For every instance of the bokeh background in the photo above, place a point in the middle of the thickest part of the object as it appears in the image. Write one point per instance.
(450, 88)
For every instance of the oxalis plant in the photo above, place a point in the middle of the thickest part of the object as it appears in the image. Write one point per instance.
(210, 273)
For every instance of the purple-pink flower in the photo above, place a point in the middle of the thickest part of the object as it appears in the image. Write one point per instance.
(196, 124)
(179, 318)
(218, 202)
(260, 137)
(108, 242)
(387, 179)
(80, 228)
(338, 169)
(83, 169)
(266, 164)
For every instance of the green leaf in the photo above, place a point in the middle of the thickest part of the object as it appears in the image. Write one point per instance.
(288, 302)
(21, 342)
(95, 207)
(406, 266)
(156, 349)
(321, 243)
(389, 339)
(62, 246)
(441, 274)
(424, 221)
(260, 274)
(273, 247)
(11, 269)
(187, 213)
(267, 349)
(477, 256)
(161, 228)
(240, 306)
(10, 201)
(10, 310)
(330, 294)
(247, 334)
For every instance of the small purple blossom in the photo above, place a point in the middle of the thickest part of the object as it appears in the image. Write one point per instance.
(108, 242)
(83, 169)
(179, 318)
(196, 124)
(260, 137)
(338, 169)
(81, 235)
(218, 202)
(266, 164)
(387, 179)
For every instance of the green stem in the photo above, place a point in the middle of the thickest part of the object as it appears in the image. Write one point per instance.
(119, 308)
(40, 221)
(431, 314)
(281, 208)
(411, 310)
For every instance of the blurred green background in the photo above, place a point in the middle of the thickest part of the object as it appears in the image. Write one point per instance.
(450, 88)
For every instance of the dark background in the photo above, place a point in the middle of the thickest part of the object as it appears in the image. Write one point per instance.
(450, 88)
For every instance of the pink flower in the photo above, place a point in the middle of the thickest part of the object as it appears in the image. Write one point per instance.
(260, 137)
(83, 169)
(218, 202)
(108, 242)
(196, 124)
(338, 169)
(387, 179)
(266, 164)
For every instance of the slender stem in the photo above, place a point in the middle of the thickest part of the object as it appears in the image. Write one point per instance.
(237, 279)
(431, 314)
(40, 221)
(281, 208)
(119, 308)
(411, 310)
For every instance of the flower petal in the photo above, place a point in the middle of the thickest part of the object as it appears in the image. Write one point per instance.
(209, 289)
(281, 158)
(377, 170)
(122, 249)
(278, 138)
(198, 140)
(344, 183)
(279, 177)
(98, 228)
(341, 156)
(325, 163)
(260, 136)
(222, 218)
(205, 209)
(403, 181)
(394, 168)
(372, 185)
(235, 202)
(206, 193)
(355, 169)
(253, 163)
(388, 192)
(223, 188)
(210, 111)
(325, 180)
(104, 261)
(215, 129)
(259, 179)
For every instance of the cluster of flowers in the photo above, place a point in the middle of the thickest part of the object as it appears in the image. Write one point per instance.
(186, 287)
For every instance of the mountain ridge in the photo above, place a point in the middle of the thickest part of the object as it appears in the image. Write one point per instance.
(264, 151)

#####

Work item: Reproduce the entries exactly, dropping nothing.

Response area:
For every instance of the bokeh background in the photo above, place a point in the middle of the thickest part of the object as it appears in the image. Write one point per instance.
(450, 88)
For every instance of the oxalis plant in the photo above, place a point in the middle of the thickest part of the object as it appears in the image. Write one point per instance.
(210, 273)
For every instance of the purple-pink flower in the photo above, place a point in the middle of the thickest part of the object as it appears in the image. Write one point per instance.
(196, 124)
(179, 318)
(218, 202)
(260, 137)
(108, 242)
(387, 179)
(80, 228)
(338, 169)
(83, 169)
(266, 164)
For every instance of the green leaf in the photo above, place a point in the middle of the thickest part of the object as it appears in the image. Write one point per instance.
(288, 302)
(21, 342)
(95, 207)
(406, 266)
(156, 349)
(321, 243)
(389, 339)
(62, 246)
(441, 274)
(424, 221)
(260, 274)
(273, 247)
(11, 269)
(187, 213)
(267, 349)
(477, 256)
(161, 228)
(240, 306)
(10, 201)
(10, 310)
(330, 294)
(247, 334)
For every instance of the small purple blossom in the photo above, place a point in the middle of the thickest part of the object as it appears in the image. Write one point per instance.
(108, 242)
(83, 169)
(179, 318)
(196, 124)
(260, 137)
(338, 169)
(81, 235)
(218, 202)
(266, 164)
(387, 179)
For every instance of the green stem in the photo above, place a point in the middle of the thickest part of the object as it appears in the image. Write one point per instance.
(119, 308)
(40, 221)
(431, 314)
(281, 208)
(411, 310)
For every instance of the blurred green background in the photo above, place a point in the middle of the thickest part of the object as it appears in the image. Write one point per instance.
(450, 88)
For every instance of the dark background in the photo above, place a point in the middle of the thickest part of the object as it appears in the image. Write one point per instance.
(450, 88)
For every instance of the pink flower in the photo above, place a point in the middle of the thickest part of the object as it appears in the image. Write one point per instance.
(260, 137)
(83, 169)
(218, 202)
(108, 242)
(196, 124)
(338, 169)
(387, 179)
(266, 164)
For every instance of the slender stem in the photo above, place a point in the middle of the thickest part of the object as it appears in the image. Write one point per instance.
(237, 279)
(431, 314)
(40, 221)
(281, 208)
(119, 308)
(411, 310)
For every instance of the flower petal in the photo above, place a point in the middle of the thickest part of the object as it appears in the image. Write one point per instance.
(209, 289)
(281, 158)
(377, 170)
(122, 249)
(278, 138)
(198, 140)
(344, 183)
(279, 177)
(98, 228)
(341, 156)
(325, 163)
(260, 136)
(222, 218)
(205, 209)
(403, 181)
(394, 168)
(372, 185)
(235, 202)
(206, 193)
(355, 169)
(253, 163)
(388, 192)
(223, 188)
(210, 111)
(325, 180)
(104, 261)
(215, 129)
(259, 179)
For every instance of the cluster of flowers in the photo above, place a point in the middle of the thickest part of the object as it appears in the image. Write one point per instance.
(186, 287)
For every instance of the mountain ridge in the photo above, place a point in the middle of the thickest part of the object as it appears in the image. Write one point per instance.
(264, 151)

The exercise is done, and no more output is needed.